▶ _WHAT NEEDS TO BE DONE_
How many lines of the listing below contain the string "thin"? Case matters. Reply with the number alone.

▶ _Point-based annotation data_
--------------------------------------------------

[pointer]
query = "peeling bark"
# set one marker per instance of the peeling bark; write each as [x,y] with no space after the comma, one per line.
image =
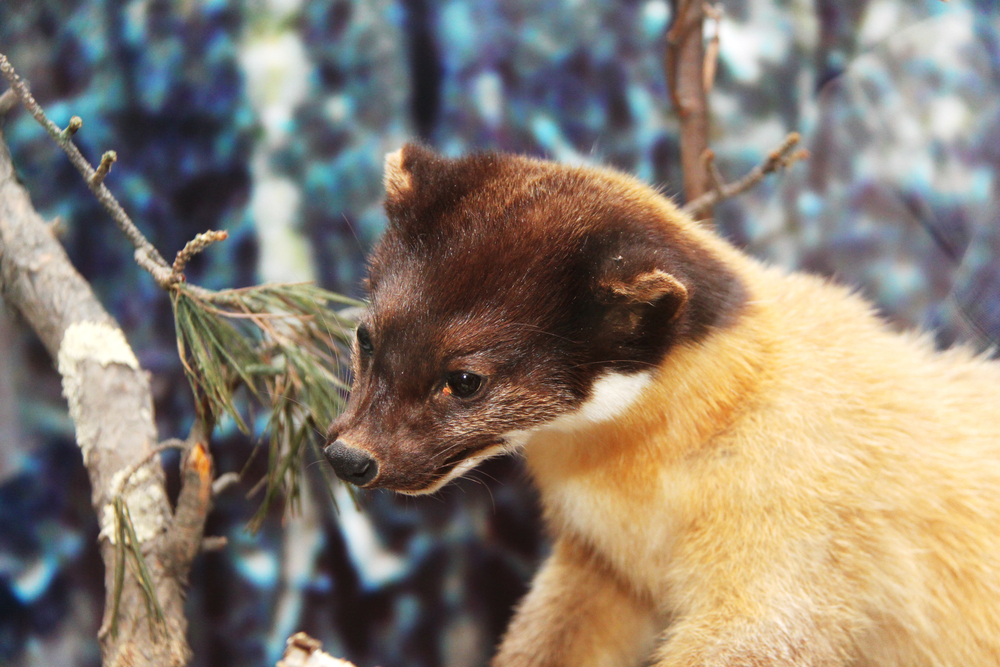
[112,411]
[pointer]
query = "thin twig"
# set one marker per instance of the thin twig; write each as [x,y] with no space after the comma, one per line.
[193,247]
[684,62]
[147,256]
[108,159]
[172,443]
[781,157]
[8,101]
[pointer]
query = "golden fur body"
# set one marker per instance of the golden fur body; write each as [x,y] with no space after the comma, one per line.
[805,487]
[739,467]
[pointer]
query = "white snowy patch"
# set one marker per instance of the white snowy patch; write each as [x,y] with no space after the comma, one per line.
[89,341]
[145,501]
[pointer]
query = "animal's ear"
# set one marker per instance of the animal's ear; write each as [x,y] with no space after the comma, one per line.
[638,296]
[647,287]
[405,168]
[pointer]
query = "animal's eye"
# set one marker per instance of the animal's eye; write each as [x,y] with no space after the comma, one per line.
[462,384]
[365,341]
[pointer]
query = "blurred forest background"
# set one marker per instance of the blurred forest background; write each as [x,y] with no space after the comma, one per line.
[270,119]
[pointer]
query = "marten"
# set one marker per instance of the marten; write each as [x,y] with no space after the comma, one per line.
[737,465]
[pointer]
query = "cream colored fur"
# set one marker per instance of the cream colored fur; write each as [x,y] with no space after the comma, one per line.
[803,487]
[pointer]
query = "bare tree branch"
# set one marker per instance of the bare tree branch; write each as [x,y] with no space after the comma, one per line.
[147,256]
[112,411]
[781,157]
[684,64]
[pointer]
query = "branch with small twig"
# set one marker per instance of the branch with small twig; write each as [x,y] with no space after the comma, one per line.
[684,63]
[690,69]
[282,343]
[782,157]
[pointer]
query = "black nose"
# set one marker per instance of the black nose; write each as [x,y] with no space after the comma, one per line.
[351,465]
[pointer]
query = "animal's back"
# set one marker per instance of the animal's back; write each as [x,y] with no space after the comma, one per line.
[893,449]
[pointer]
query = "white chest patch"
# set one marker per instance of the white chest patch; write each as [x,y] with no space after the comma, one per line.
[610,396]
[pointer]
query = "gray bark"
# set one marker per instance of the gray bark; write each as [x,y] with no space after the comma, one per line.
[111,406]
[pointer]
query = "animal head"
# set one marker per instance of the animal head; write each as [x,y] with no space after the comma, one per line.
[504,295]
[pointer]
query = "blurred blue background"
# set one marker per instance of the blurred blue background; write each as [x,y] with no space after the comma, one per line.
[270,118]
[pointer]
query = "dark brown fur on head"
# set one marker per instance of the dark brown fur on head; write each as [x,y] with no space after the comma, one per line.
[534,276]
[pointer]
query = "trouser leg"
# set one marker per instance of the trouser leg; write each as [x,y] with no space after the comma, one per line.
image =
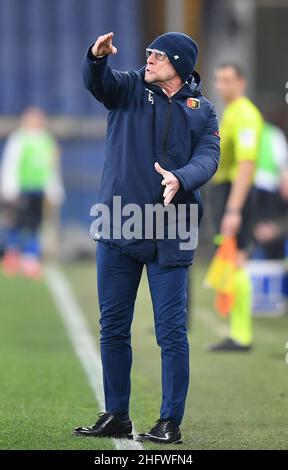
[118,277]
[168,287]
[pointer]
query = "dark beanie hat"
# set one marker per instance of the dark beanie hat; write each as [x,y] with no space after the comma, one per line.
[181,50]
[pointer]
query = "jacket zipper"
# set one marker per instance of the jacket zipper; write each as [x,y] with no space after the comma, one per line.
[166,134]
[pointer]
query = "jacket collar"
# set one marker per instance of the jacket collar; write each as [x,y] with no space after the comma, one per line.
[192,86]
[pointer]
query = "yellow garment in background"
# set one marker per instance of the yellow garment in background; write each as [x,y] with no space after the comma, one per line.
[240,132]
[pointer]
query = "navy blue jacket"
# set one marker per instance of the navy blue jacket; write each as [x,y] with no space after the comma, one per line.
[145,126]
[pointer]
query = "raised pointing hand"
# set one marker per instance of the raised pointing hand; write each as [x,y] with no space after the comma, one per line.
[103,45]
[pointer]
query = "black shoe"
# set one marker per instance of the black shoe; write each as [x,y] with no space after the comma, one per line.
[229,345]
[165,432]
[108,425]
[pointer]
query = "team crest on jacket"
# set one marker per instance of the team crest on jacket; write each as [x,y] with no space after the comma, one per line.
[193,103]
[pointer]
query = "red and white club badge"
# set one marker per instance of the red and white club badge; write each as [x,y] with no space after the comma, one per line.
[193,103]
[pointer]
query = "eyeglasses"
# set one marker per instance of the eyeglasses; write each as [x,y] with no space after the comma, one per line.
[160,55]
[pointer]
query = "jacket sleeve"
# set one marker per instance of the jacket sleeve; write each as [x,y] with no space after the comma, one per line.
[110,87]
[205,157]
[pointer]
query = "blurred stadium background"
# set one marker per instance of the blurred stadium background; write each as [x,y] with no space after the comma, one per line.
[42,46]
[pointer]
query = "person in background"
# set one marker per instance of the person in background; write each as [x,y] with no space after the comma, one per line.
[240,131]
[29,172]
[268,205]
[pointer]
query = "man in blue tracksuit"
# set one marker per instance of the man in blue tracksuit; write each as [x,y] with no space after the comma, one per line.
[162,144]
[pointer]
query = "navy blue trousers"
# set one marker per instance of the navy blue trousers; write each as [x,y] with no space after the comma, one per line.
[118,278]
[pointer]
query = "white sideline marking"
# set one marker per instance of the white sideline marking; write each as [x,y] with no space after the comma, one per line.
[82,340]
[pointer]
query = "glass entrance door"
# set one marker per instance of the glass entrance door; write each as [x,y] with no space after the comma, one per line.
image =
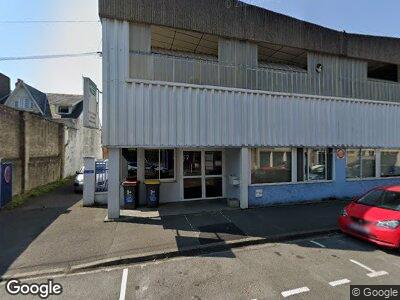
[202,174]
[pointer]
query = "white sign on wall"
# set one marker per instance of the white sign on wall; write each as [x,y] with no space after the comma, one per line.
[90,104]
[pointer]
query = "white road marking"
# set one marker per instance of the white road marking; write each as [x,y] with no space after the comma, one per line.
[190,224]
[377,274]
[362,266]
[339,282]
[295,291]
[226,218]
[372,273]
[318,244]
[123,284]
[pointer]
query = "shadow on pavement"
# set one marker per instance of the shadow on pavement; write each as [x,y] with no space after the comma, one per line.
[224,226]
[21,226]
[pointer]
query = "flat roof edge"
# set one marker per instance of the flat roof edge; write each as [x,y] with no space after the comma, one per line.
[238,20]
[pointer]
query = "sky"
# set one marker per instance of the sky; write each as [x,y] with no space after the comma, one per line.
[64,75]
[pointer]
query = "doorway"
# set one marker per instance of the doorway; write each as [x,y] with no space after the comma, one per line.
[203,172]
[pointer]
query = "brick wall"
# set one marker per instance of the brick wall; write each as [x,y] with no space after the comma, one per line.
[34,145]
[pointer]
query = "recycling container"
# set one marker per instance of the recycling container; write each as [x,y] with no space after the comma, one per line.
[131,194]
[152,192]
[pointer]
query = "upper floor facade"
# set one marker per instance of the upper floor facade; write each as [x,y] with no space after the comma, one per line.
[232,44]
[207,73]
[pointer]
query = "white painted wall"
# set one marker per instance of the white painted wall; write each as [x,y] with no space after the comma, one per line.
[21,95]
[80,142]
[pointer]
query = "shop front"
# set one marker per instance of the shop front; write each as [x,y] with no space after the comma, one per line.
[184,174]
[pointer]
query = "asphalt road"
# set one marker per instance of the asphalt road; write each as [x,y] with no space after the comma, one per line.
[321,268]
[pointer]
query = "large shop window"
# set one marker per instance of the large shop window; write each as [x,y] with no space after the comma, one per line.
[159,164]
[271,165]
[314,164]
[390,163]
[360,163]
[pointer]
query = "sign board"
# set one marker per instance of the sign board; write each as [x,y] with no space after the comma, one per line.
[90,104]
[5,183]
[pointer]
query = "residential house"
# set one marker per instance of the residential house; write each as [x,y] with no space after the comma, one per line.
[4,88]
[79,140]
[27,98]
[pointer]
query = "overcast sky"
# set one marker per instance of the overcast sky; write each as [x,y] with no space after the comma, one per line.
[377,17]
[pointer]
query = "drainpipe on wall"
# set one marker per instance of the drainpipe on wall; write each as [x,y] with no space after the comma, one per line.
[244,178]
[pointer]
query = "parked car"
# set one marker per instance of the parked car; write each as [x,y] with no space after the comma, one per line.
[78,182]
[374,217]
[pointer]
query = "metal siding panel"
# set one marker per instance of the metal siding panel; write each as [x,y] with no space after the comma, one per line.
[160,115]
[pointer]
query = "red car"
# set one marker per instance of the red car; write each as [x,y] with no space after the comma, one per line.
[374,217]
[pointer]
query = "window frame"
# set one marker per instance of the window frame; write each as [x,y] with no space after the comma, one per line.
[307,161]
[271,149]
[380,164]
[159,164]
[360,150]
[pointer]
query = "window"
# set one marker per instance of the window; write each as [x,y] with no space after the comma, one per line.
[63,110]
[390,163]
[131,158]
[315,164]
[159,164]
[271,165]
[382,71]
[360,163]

--------------------------------------------------

▶ _EXERCISE RESULT_
2